● SOURCE EXCERPT
*-*-*

If so, we as readers will be much poorer for it.

If the full-length novel is a main course, then short fiction is the equivalent of a starter, or in the case of anthologies, a smorgasbord of delights that sometimes a main course cannot beat. I am not averse to ordering several starters instead of a main course if there are so many appealing dishes to choose from – I choose my fiction in the same way. And if you don’t like what you’re reading, you don’t have to persevere for long – just flick ahead a few pages and start the next story. Your time is never wasted, compared to getting through two thirds of a 600 page book, only to be disappointed.

Yet in light of these practicalities, most readers choose not to read anthologies, even with so many of them out there. The likes of Granta, Interzone, Magazine of Science Fiction and Fantasy, even People's Friend, are the places readers should go to, and bookshelves should have at least one anthology on them, be they genre or literary. And then there’s the internet – a veritable sea of short fiction.

And with so many brilliant writers – bestselling authors – writing this stuff, you’d think that there was money in short fiction, wouldn’t you?

The only writer I can think of who actually makes anything from their short stories and is a consistent seller of anthologies, is Stephen King. But then King has such a ravenous following that it would be surprising if that wasn't the case. His short stories have cemented his reputation as one of the best living exponents of the short art of fiction, but there are other equally, if not better writers who have dabbled with some literary success, but with little financial success. It just isn't commercial enough. And big publishers seem to treat short fiction with a patronising smile these days, hoping that you will return to something more commercial, like a novel perhaps?

*-*-*

● GIVEN EXERCISE A
Duplicate the part of the records that opens with the line containing "Each instance receives exactly one keypoint. Mark the woman's" and runs through the end of the records, leaving out the pictures.

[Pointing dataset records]
*-*-*

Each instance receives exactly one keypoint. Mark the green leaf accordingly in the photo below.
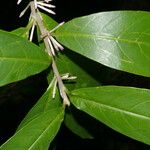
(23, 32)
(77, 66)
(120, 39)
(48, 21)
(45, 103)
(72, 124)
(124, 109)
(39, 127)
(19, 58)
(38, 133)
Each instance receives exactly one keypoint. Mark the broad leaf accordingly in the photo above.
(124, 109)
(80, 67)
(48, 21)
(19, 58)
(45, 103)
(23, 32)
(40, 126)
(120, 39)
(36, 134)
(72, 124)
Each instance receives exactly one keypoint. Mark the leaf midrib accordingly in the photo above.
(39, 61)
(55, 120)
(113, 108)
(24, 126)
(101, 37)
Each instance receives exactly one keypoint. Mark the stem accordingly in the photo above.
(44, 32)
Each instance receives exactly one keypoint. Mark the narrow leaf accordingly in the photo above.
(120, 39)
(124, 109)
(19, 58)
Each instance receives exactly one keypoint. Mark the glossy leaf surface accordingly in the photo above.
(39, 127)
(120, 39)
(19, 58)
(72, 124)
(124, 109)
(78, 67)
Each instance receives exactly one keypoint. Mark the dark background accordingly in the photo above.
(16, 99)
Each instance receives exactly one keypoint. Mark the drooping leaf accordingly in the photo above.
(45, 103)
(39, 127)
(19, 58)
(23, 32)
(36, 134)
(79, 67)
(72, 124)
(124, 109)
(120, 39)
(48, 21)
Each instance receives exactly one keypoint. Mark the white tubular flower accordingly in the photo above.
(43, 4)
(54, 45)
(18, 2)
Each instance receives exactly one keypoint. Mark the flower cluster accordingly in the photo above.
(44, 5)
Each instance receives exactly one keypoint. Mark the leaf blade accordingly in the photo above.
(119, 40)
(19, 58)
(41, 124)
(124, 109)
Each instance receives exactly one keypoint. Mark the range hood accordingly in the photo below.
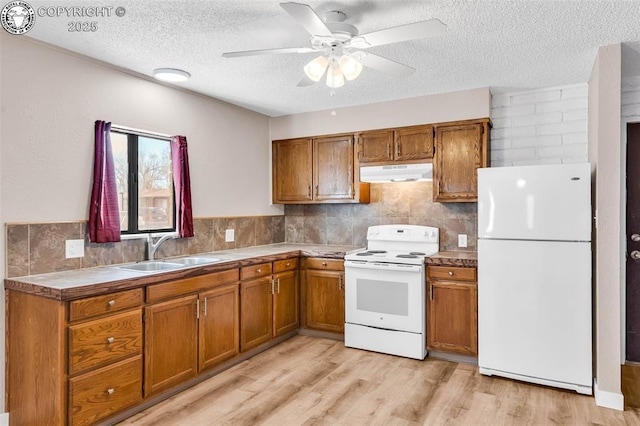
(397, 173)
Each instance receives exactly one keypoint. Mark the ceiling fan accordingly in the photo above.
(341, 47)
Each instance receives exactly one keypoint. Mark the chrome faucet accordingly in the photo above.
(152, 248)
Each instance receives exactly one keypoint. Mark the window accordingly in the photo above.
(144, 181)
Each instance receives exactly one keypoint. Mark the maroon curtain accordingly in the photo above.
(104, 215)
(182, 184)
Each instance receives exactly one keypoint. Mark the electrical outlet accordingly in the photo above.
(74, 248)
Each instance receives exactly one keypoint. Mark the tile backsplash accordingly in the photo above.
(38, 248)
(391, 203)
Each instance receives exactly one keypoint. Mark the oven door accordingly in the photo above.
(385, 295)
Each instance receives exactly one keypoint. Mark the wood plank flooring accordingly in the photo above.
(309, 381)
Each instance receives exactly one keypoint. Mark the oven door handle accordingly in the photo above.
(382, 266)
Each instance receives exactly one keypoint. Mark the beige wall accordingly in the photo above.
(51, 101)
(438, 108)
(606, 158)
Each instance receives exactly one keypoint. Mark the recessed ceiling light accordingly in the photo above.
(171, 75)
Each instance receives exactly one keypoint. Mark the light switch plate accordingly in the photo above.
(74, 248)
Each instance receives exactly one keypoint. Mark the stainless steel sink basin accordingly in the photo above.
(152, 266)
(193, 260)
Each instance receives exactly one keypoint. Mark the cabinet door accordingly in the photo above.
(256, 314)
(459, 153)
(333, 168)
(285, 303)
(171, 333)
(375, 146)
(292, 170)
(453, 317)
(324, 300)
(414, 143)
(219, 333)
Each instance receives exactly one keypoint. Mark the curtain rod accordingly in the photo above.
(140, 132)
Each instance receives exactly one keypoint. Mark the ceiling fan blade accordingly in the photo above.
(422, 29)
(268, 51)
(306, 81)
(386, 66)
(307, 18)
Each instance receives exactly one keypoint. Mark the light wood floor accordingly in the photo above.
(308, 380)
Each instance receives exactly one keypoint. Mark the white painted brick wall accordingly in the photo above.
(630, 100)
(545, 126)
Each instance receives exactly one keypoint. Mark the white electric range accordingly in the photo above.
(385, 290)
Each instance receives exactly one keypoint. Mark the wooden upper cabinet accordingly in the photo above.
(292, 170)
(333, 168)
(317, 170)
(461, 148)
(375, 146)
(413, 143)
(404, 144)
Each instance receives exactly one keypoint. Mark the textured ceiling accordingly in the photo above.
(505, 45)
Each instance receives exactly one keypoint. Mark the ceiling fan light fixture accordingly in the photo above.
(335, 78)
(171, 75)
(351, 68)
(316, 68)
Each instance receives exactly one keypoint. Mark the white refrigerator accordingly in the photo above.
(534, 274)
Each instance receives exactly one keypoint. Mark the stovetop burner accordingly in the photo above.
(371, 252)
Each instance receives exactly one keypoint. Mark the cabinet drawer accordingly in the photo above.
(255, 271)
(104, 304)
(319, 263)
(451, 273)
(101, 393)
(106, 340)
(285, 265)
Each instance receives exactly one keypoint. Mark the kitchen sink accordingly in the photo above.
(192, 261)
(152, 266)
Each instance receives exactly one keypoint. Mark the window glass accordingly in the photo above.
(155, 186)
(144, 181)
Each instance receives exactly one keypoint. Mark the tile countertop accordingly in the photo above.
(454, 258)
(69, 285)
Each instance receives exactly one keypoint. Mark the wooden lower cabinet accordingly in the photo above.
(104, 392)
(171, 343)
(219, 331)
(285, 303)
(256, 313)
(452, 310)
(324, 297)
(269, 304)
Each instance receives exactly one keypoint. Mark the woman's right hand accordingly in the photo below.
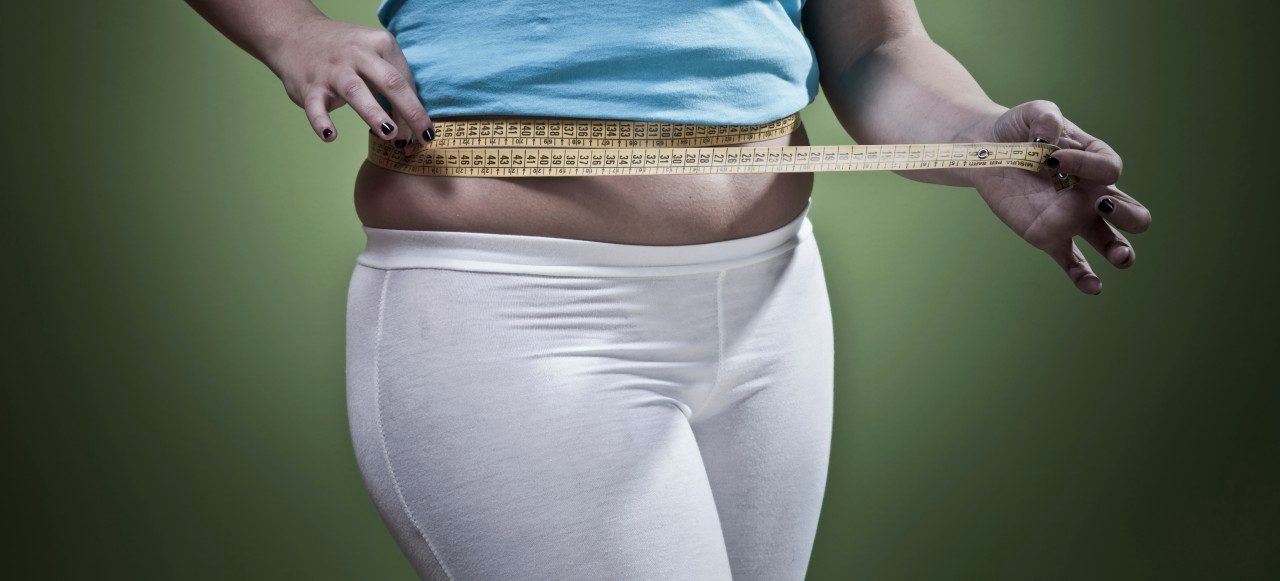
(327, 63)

*-*-*

● GIVEN EXERCISE B
Set down the part of the essay on short fiction that opens with the words containing "Yet in light" and closes with "fiction, wouldn’t you?".

● TASK OUTPUT A
Each instance receives exactly one keypoint. Mark the woman's right hand accordingly in the photo below.
(327, 63)

● TASK OUTPUT B
Yet in light of these practicalities, most readers choose not to read anthologies, even with so many of them out there. The likes of Granta, Interzone, Magazine of Science Fiction and Fantasy, even People's Friend, are the places readers should go to, and bookshelves should have at least one anthology on them, be they genre or literary. And then there’s the internet – a veritable sea of short fiction.

And with so many brilliant writers – bestselling authors – writing this stuff, you’d think that there was money in short fiction, wouldn’t you?